WHAT YOU HAVE TO DO: For each line in the data below that has the word "white", copy that line.

————————

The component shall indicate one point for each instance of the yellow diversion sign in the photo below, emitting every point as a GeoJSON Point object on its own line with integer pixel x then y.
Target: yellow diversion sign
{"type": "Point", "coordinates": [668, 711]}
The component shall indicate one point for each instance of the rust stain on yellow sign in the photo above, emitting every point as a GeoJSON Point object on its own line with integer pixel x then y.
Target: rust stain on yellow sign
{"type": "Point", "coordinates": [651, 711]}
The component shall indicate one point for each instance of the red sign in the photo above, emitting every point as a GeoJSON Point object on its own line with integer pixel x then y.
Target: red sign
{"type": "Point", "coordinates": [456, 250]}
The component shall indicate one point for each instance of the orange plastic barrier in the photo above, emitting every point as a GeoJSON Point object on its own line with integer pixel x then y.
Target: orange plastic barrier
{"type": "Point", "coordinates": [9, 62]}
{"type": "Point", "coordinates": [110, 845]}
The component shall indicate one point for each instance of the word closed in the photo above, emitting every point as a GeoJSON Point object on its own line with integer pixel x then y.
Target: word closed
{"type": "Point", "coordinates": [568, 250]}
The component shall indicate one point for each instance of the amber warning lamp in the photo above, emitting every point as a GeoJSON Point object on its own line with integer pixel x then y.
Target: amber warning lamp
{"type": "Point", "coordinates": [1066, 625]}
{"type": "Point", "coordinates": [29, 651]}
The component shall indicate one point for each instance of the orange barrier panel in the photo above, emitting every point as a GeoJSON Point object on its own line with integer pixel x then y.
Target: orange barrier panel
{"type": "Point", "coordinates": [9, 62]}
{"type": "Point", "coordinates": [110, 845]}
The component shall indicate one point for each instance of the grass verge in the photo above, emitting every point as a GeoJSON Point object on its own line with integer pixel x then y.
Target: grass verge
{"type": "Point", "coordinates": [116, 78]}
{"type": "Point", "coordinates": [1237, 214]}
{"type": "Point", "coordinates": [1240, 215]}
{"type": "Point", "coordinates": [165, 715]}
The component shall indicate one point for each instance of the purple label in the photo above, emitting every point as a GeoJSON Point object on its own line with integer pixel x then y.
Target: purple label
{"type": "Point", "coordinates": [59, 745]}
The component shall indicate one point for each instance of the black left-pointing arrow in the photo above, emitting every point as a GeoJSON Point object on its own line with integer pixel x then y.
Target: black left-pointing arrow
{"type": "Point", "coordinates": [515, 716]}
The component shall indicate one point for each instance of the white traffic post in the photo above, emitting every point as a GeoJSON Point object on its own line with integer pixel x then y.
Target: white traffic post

————————

ANSWER SECTION:
The component shall indicate one point for each instance of the white traffic post in the photo above, emitting every point as a GeoJSON Point object on its own line with integer pixel x then y.
Target: white traffic post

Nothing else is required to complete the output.